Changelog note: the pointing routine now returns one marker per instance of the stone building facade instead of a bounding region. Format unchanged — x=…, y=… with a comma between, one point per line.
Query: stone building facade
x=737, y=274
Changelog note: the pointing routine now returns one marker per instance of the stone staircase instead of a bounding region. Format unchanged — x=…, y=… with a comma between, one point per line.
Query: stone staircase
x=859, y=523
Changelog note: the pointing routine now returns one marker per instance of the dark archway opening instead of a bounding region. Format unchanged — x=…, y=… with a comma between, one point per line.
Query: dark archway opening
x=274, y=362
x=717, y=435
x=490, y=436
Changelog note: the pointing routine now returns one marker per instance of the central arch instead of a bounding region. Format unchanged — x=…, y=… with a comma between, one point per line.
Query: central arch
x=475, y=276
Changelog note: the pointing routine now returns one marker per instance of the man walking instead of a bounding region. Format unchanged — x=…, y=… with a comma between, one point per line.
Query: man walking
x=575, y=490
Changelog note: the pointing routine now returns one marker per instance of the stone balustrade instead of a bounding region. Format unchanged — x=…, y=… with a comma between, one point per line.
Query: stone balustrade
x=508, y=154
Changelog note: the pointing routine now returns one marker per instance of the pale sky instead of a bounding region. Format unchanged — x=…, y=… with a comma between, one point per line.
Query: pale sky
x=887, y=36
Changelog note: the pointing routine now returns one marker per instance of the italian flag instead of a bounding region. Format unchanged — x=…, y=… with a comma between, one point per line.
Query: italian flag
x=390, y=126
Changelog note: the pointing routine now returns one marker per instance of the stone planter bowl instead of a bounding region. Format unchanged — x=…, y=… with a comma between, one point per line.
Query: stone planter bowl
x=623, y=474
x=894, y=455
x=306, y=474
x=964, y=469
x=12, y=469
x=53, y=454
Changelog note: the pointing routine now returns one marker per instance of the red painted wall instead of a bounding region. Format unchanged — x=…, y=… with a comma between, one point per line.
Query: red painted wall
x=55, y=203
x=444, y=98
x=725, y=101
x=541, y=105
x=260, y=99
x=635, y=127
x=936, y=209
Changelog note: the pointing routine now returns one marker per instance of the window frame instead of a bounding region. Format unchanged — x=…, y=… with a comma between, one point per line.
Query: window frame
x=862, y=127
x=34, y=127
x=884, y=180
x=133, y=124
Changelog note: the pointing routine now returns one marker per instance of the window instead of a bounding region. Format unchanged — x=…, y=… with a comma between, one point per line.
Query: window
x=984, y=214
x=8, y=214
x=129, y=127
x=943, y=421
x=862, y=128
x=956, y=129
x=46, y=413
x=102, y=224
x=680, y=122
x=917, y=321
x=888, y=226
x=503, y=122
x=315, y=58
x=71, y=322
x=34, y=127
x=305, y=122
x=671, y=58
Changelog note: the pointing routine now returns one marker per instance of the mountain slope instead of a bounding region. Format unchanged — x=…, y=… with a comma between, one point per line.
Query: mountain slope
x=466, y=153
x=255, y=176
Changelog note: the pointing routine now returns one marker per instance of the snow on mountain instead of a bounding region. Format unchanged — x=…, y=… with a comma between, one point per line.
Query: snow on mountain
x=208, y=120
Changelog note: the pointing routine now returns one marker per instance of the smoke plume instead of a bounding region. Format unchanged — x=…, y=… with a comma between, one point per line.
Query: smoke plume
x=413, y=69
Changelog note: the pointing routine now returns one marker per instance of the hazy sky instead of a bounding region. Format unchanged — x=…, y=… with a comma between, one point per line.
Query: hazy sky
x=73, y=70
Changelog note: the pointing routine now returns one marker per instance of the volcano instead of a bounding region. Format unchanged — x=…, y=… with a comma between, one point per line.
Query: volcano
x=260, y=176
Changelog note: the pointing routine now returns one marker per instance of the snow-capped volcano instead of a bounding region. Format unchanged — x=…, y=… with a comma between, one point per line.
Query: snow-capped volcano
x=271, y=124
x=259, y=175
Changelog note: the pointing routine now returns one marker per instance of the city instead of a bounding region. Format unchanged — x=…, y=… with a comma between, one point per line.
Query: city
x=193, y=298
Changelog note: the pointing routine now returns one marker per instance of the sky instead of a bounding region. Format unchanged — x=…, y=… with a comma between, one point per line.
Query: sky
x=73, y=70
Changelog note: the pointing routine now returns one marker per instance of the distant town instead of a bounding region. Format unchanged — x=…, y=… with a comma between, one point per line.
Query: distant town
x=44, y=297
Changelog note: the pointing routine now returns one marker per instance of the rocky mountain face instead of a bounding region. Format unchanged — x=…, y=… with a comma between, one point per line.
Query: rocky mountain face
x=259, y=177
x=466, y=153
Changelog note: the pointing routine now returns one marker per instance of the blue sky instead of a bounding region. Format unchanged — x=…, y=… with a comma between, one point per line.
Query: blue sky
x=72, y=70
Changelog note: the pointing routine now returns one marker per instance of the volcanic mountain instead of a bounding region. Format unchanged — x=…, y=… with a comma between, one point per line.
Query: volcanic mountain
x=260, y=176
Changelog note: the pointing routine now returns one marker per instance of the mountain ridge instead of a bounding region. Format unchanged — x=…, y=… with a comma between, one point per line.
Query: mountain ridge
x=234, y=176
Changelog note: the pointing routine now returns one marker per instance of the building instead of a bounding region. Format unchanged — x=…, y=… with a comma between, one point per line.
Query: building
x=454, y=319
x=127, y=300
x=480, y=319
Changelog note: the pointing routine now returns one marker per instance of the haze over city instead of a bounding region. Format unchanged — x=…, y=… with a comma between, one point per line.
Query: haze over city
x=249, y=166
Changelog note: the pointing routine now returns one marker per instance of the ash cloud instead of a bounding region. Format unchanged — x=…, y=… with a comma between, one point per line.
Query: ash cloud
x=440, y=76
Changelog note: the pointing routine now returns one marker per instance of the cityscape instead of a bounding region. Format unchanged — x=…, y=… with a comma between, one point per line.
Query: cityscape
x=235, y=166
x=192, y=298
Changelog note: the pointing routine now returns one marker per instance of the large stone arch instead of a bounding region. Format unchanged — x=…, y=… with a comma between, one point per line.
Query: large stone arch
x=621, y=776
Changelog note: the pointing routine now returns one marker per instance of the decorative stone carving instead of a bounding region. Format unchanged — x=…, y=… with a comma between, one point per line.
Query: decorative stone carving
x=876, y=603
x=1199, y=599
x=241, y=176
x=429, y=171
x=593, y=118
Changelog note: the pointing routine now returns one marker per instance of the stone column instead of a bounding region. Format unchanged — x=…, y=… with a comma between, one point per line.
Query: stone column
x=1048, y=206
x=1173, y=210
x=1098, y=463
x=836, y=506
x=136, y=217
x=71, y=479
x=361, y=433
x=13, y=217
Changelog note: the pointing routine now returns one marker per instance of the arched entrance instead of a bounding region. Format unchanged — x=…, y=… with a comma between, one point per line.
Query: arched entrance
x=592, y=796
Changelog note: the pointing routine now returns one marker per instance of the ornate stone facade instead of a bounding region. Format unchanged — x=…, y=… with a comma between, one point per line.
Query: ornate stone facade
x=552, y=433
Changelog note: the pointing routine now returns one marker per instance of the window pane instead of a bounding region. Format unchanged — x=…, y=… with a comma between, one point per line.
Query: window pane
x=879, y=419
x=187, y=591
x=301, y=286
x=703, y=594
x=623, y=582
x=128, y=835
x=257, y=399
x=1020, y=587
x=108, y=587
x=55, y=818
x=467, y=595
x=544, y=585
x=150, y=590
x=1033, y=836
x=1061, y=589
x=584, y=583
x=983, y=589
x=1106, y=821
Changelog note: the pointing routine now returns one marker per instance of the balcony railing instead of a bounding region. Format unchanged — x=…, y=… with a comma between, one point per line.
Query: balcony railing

_Directions for this task_
Which lines belong in the answer? Exactly those from the first line of the entries through the line holding "the stone planter", inclusive, copied unchanged.

_Task output_
Changelog note: the pointing routine now returns one marker per instance of the stone building facade instead of a bounding region. Format unchanged — x=…, y=… with a comma between, one point per line.
Query: stone building facade
x=737, y=274
Changelog note: the pointing routine now returns one marker per instance of the stone staircase instead of a bounding region. Format unchanged — x=…, y=… with a comma between, one point per line.
Query: stone staircase
x=859, y=523
Changelog note: the pointing routine now returns one marker per instance of the dark archway opening instead of a bounding region. Format unchanged — x=…, y=… with a comma between, one point per line.
Query: dark archway opening
x=274, y=362
x=717, y=435
x=490, y=436
Changelog note: the pointing routine now returns one marker per instance of the central arch instead of a bounding region. Format unchanged — x=…, y=… with a comma between, one point per line.
Query: central arch
x=475, y=276
Changelog note: the pointing routine now returns one marker per instance of the man walking instead of a bounding region. Format unchanged — x=…, y=… with a comma between, one point per line.
Query: man walking
x=575, y=490
Changelog note: the pointing routine now returns one marker per instance of the stone balustrade instead of a bounding region. Format unchanged — x=…, y=… with a comma between, one point per line.
Query: stone balustrade
x=508, y=154
Changelog note: the pointing routine now returns one marker per instance of the pale sky instead of a bounding region. Format unchanged — x=…, y=… with a comma between, one point per line.
Query: pale sky
x=887, y=36
Changelog note: the pointing routine now returns one marker per instance of the italian flag instead of a bounding region. Format unchanged — x=…, y=… with a comma between, one point per line.
Query: italian flag
x=390, y=126
Changelog note: the pointing routine now returns one marker per instance of the stone planter bowl instead of a bounding region. Format unchanged — x=…, y=… with a comma between, one point per line.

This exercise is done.